### Text for analysis
---

In a few hundred million years, archeologists for a new species will conclude we were dumber than the dinosaurs that preceded us.
By Kevin Somers
Published June 16, 2006
We moved in the fall of last year. Like my fine self, our new home isn't exactly new, but full of character and charm. Unfortunately, the new digs came with a lot of pavement. The long driveway ran up the entire side of the house where it flared like '70s denim; wide enough for two big vehicles.
Before my wife, Susan, and I had made our first offer on the place, we discussed pulling up the asphalt and planting a small jungle in its stead. We were leaving behind our first backyard, which was bought barren but sold lush, and we learned a lot from that.
We had spent the past winter plotting what to do and grow on the asphalt patch. Amongst other features, I wanted another grassy knoll, but Susan keeps putting her landscaping foot down. (I'll get my knoll, yet; you'll see.)

---

### Task item
According to the essay about the new home, how wide was the driveway where it flared at the side of the house?

---

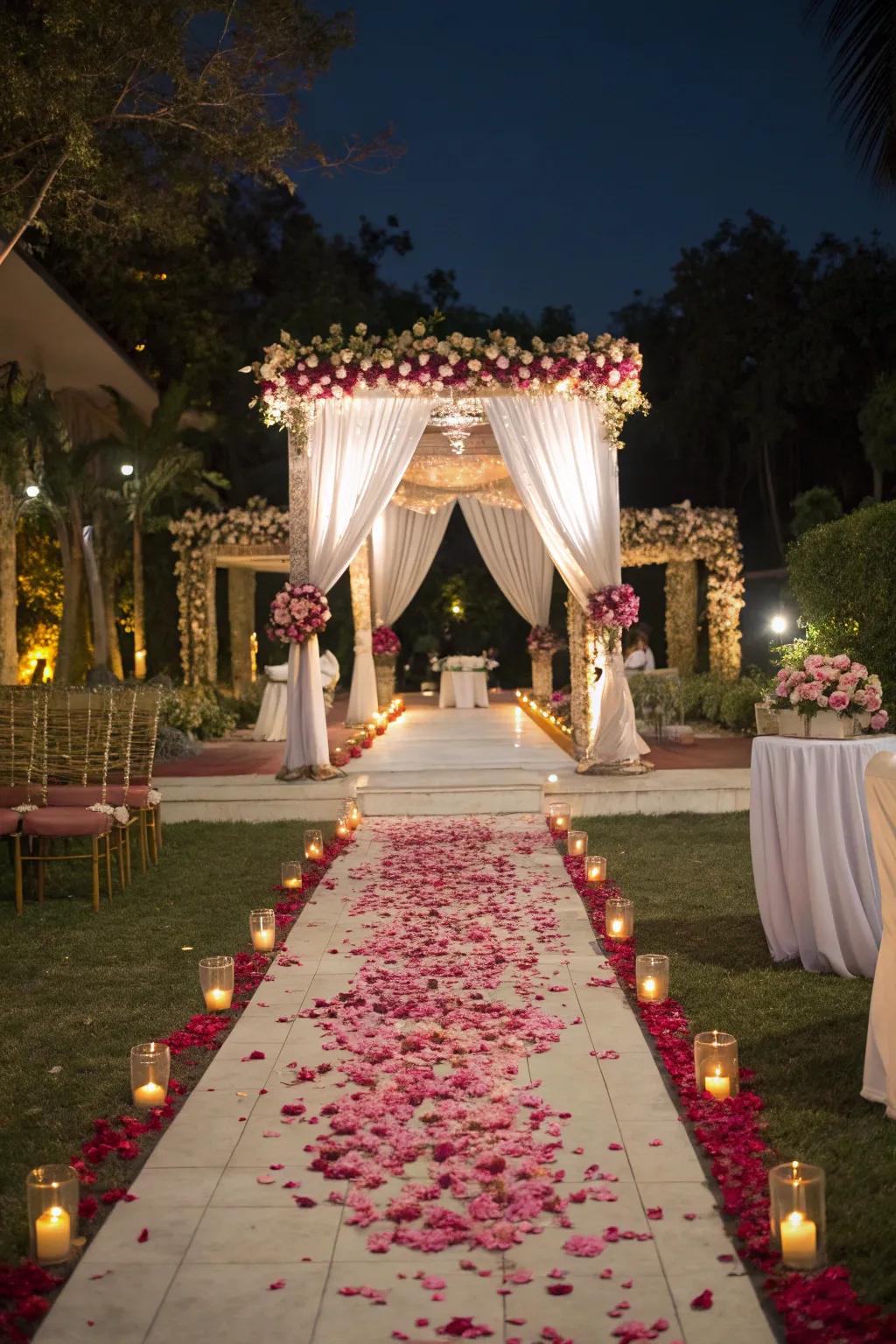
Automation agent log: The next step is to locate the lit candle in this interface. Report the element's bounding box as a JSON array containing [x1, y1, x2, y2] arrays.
[[135, 1083, 165, 1106], [35, 1204, 71, 1264], [779, 1214, 818, 1269], [703, 1065, 731, 1101], [206, 989, 234, 1012]]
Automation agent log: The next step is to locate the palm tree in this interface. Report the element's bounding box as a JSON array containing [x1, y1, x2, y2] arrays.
[[102, 383, 230, 680], [805, 0, 896, 191]]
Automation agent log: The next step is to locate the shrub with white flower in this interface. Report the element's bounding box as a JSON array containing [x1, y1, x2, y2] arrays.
[[268, 584, 332, 644], [773, 653, 889, 732]]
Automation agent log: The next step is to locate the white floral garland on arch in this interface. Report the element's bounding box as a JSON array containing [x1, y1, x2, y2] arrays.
[[241, 313, 648, 441]]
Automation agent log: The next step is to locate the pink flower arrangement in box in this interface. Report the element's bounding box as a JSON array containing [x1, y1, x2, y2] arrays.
[[525, 625, 563, 653], [268, 584, 332, 644], [773, 653, 889, 732], [588, 584, 640, 630], [372, 625, 402, 659]]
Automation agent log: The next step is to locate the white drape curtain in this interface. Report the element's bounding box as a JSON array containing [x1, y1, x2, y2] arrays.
[[371, 504, 454, 625], [284, 393, 430, 770], [461, 494, 554, 625], [485, 396, 646, 762]]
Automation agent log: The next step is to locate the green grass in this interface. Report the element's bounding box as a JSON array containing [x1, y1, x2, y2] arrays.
[[0, 821, 326, 1261], [575, 813, 896, 1311]]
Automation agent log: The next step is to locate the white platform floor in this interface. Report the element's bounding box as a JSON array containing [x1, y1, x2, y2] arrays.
[[38, 816, 774, 1344], [161, 700, 750, 821]]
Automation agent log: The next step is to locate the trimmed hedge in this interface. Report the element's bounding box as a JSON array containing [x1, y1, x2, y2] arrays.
[[788, 504, 896, 710]]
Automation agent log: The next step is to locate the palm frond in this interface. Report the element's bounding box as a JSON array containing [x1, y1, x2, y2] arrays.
[[805, 0, 896, 190]]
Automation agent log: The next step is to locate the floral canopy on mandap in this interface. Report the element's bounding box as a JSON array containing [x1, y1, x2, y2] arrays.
[[217, 316, 736, 778]]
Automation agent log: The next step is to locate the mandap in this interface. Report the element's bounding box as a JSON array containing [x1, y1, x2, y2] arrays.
[[224, 321, 740, 780]]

---

### Exercise output
Wide enough for two big vehicles.